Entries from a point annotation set
______________________________

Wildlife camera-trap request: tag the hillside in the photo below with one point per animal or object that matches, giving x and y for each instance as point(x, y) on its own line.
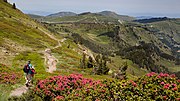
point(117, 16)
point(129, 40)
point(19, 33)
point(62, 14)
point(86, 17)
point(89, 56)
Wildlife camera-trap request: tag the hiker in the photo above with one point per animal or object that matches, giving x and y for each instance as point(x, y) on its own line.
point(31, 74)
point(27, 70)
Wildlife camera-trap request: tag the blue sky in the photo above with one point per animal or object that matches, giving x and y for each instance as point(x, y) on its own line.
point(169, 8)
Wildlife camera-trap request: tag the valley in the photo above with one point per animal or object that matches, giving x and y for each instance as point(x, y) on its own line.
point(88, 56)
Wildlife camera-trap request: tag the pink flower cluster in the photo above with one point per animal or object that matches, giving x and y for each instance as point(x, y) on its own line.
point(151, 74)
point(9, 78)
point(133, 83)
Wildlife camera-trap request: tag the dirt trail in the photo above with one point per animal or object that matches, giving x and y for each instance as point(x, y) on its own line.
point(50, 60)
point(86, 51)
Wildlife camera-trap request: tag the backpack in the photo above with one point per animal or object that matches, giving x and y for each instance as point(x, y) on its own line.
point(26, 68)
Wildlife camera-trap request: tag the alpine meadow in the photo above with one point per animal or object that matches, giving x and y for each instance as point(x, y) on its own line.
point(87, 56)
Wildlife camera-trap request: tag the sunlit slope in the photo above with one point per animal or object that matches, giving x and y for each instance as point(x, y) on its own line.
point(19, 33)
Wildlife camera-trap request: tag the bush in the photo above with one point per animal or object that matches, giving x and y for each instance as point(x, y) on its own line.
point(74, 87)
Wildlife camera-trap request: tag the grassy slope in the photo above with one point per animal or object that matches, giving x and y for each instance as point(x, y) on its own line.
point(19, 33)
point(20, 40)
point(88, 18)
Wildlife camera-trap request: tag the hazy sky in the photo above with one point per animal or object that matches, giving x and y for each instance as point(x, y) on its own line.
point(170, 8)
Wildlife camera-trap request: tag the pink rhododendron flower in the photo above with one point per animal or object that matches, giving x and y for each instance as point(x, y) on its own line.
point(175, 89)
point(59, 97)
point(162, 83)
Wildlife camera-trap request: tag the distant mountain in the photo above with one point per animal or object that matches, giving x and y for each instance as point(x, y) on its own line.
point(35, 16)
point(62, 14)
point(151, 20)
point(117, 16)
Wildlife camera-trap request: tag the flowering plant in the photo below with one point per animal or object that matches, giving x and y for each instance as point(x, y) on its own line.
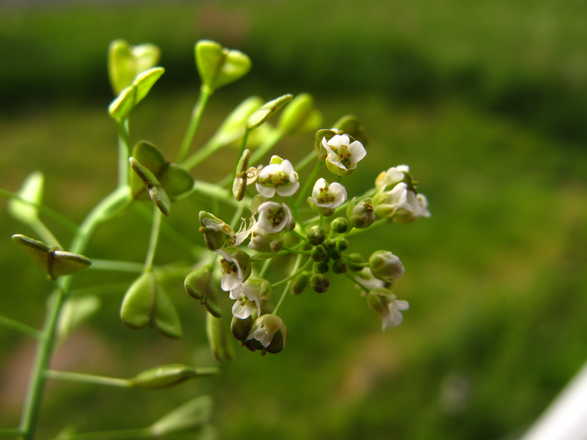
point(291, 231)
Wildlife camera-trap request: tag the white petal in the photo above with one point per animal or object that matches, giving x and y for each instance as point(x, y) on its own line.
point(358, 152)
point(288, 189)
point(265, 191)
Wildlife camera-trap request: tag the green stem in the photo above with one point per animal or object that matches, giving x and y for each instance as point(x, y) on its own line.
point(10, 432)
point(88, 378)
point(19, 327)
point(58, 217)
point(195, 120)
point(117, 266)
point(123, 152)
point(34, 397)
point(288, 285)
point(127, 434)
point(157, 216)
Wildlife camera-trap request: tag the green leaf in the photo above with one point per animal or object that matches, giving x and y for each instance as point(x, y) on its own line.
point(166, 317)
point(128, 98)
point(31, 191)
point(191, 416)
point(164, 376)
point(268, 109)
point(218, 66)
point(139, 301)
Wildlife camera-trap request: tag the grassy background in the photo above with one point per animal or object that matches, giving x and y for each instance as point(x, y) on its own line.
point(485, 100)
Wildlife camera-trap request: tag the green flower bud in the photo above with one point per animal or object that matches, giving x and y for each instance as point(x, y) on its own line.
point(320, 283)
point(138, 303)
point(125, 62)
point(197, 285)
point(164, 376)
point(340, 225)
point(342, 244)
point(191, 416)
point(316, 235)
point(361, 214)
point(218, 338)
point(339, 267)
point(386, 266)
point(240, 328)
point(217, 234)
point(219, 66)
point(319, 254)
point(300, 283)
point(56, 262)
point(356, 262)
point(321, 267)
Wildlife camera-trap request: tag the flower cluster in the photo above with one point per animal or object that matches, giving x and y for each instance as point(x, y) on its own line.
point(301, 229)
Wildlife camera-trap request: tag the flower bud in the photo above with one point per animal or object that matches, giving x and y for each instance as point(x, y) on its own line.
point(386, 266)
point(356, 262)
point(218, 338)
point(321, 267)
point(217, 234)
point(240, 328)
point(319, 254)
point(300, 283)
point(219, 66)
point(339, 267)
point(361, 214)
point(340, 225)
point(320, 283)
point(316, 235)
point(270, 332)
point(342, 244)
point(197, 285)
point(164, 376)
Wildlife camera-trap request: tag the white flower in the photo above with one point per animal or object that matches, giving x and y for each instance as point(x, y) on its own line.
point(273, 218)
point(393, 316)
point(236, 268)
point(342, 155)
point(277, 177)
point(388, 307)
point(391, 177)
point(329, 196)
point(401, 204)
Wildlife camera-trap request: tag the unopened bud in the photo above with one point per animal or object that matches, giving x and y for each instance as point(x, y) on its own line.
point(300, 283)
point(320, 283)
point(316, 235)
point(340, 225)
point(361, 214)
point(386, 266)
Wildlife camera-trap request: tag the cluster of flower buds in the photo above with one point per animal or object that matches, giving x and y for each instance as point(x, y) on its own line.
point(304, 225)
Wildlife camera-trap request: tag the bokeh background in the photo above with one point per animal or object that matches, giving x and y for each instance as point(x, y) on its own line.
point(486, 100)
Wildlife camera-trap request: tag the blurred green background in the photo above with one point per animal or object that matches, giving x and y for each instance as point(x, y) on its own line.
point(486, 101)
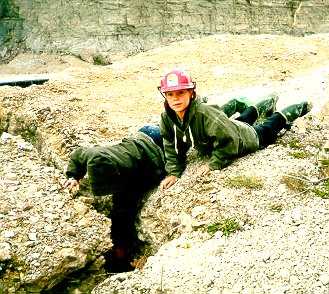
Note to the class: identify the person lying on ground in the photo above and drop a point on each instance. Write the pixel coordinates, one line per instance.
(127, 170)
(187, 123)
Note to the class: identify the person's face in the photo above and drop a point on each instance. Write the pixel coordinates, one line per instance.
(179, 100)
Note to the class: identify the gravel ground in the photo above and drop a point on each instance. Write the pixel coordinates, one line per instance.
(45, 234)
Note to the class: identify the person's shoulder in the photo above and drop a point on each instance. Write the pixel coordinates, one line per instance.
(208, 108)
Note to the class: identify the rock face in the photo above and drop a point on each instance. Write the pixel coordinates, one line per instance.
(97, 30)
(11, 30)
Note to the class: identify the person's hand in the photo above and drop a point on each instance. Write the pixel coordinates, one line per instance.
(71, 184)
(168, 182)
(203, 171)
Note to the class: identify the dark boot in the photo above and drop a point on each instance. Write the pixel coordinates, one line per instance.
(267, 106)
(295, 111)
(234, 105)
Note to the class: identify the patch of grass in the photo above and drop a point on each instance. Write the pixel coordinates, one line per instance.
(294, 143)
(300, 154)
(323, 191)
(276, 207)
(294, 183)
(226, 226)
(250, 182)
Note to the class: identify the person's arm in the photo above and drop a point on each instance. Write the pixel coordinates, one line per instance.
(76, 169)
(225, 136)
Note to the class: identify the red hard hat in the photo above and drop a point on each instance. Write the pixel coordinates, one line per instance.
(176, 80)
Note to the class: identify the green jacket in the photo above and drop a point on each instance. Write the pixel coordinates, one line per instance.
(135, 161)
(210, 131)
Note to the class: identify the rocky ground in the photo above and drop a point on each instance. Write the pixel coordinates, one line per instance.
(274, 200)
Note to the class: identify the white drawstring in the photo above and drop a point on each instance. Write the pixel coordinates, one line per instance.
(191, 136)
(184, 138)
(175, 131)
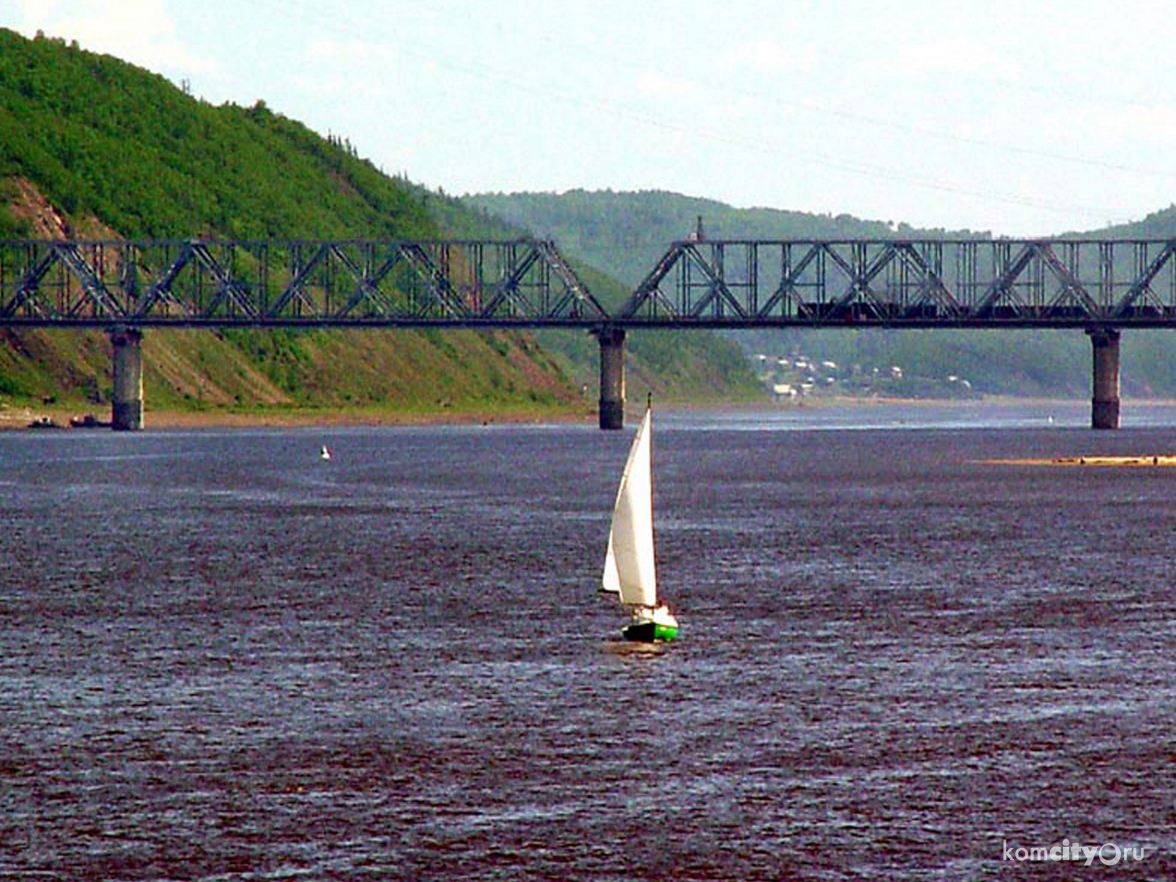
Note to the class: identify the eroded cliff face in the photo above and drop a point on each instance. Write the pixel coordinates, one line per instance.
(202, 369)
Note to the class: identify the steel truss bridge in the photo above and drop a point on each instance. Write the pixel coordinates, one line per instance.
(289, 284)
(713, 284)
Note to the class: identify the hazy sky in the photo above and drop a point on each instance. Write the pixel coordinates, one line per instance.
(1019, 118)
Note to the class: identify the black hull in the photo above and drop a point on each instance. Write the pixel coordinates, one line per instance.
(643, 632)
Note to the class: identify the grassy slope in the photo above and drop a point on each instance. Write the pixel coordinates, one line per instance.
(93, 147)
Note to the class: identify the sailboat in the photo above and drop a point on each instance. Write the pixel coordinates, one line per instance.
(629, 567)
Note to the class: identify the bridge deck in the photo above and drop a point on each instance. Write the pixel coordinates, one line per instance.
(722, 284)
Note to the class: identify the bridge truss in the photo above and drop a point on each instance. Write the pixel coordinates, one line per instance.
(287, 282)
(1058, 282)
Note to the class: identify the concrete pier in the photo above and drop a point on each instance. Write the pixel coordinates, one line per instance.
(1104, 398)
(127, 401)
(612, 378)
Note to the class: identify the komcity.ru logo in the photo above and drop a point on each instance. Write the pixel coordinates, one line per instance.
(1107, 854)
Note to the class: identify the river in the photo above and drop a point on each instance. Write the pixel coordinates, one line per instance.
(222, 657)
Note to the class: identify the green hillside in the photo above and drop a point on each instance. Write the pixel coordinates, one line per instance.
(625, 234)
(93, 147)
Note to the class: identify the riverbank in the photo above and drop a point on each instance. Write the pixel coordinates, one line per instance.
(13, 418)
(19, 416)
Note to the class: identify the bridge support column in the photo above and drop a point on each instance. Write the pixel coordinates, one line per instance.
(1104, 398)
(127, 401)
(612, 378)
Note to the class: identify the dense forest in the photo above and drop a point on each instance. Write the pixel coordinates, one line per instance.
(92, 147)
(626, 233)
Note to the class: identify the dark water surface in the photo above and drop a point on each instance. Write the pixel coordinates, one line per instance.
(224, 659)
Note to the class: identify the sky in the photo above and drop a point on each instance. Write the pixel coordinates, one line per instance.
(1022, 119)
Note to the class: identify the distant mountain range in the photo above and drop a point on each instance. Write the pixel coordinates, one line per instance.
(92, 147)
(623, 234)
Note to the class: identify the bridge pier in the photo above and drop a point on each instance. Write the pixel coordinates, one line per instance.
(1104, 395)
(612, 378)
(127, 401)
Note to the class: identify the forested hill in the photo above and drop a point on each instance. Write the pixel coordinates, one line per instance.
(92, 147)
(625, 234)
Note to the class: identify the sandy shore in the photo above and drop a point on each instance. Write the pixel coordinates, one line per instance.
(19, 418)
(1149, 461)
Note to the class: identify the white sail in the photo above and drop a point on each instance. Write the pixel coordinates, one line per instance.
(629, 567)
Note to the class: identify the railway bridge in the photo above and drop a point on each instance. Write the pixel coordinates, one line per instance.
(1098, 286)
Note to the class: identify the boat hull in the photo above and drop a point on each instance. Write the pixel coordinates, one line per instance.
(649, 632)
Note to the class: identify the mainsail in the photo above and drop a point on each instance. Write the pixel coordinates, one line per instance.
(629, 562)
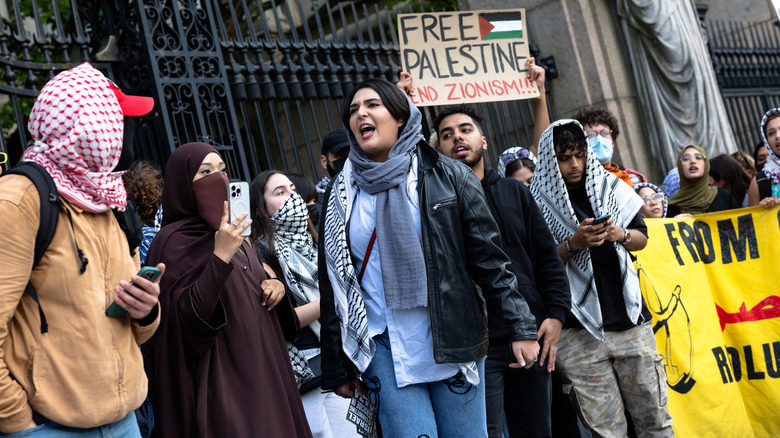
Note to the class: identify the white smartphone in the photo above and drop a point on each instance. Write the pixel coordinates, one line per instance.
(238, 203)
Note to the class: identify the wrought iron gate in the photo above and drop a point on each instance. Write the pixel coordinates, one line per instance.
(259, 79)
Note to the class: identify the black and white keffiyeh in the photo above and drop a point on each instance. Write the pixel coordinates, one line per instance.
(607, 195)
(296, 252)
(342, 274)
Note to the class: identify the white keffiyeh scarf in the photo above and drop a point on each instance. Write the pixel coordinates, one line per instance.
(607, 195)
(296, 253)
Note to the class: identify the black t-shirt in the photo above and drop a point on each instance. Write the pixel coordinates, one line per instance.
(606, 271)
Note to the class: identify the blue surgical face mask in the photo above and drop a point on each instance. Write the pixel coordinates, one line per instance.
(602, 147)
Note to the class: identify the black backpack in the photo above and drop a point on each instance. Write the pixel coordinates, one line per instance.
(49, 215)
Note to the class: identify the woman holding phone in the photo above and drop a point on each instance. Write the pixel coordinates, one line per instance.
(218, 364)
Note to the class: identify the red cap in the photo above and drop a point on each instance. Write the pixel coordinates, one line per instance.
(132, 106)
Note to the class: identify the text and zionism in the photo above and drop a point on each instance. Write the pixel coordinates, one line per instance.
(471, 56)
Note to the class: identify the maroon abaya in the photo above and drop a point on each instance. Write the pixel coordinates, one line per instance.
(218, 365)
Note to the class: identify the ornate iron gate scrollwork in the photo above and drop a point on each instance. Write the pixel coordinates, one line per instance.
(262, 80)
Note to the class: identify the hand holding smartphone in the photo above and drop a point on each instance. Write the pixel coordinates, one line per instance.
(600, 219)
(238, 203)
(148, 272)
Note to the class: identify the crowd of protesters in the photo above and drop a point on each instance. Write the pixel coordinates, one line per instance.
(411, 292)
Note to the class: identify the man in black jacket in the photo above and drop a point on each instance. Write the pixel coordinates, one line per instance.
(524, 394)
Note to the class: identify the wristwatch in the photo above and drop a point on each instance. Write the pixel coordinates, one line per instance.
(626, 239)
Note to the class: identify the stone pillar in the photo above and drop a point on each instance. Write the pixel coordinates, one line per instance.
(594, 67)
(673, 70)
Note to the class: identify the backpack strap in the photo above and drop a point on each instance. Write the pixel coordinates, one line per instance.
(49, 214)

______________________________

Can you format the material as a numbered list, starting at its first line and ending at the line containing "point(89, 56)", with blank lines and the pictures left out?

== FINAL ANSWER ==
1. Wildlife camera-trap request: tag the hillside in the photo below with one point per animal or object that matches, giving x and y for each instance as point(x, y) on its own line.
2. point(117, 16)
3. point(129, 40)
4. point(19, 33)
5. point(62, 14)
6. point(86, 17)
7. point(89, 56)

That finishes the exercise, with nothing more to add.